Do this: Turn the entries below into a Markdown table, covering only the stretch from their first line through the line that contains "1 206 399 332". Use the columns Row and Line, number each line in order, and leave out blank lines.
-- START --
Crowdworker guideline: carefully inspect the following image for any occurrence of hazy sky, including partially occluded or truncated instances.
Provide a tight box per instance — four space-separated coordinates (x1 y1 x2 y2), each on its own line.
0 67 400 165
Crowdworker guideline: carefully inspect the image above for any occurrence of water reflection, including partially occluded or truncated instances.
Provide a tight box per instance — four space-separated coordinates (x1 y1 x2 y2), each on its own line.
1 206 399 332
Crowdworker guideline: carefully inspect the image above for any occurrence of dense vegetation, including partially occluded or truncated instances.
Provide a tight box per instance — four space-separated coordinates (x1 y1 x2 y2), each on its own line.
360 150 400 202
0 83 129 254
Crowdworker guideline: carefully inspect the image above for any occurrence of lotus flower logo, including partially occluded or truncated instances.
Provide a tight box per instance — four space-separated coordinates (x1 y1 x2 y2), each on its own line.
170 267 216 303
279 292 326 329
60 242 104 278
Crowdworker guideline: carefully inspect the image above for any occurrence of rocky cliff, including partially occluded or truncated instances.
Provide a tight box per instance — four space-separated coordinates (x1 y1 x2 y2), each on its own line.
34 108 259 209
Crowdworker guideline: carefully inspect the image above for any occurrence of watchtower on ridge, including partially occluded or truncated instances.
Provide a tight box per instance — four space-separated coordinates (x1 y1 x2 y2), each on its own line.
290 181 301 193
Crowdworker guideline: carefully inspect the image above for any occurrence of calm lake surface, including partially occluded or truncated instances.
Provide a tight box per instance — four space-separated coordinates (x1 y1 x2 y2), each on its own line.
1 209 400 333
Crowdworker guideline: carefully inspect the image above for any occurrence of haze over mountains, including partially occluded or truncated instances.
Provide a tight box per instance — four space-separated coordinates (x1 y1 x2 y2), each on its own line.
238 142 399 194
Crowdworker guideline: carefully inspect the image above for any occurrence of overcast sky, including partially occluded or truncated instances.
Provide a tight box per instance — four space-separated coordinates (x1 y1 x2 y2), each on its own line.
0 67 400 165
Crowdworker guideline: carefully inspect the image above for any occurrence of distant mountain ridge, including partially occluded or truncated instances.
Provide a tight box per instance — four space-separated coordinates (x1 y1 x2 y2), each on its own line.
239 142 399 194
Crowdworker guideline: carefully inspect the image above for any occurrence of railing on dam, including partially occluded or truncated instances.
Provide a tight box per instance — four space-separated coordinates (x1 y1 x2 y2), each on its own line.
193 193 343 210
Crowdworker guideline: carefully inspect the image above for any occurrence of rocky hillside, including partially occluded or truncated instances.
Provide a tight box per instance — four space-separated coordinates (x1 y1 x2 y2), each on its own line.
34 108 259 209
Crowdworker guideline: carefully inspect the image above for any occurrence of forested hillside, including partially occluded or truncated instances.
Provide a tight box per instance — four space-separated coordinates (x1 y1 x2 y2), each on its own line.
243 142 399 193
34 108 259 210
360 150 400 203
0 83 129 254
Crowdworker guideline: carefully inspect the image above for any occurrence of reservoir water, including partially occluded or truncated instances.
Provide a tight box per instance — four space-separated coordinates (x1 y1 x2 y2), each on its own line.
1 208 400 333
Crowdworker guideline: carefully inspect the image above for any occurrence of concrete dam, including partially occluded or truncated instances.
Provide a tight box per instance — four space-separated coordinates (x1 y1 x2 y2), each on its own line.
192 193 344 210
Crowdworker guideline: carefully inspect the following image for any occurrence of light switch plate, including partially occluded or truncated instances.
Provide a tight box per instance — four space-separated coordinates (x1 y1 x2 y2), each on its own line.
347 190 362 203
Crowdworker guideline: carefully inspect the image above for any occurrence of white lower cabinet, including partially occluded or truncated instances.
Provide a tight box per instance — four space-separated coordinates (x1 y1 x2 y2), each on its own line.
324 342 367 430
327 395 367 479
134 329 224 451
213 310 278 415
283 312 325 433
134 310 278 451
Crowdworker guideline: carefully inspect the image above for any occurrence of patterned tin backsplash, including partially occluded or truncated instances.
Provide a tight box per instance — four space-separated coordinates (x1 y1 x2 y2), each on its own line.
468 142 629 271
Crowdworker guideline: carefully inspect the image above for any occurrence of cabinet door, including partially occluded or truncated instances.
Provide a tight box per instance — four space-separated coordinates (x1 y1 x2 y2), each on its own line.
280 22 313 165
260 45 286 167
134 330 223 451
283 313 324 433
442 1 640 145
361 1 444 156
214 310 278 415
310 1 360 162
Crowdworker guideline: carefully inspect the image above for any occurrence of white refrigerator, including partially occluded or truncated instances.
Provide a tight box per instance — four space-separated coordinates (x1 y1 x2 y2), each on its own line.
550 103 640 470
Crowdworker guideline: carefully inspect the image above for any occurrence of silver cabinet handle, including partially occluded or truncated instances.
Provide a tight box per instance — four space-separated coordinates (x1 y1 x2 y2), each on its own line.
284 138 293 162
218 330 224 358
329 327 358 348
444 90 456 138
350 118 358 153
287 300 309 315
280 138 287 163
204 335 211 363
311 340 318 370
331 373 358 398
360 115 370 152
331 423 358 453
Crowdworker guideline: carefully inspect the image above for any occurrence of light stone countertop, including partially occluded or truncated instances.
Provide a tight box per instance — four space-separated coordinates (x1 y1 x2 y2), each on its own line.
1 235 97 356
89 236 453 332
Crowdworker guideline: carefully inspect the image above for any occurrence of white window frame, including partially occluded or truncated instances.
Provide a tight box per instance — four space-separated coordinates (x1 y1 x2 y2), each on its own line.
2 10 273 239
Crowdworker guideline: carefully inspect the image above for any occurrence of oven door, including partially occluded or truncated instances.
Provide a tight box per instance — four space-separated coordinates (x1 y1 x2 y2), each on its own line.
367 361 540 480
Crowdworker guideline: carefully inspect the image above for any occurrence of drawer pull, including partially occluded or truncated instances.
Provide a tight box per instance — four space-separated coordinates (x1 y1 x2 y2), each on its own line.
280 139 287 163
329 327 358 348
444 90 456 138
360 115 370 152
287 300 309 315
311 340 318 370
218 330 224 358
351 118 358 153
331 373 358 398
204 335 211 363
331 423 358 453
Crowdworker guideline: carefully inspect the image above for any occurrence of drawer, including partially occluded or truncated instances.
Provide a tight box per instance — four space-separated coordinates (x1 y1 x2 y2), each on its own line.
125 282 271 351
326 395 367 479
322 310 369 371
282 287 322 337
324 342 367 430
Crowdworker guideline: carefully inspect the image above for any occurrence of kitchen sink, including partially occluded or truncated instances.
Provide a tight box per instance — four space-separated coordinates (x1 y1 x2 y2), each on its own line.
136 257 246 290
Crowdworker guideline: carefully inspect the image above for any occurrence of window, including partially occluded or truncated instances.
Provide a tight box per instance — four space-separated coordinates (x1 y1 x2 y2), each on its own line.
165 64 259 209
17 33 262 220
-- END --
Output of the exercise:
| Row | Line |
|---|---|
| 1 | Crowdworker guideline: carefully inspect the following image for any occurrence of hazy sky, including partially occluded or truncated instances. |
| 2 | Provide a tight box per instance — four space-separated coordinates (x1 y1 x2 y2), each on its own line. |
| 3 | 0 67 400 165 |
| 4 | Crowdworker guideline: carefully inspect the image above for any occurrence of water reflection, including partially occluded or truncated instances. |
| 5 | Provide a tight box per instance — four space-separated coordinates (x1 y1 x2 y2), each on its own line. |
| 6 | 1 206 399 332 |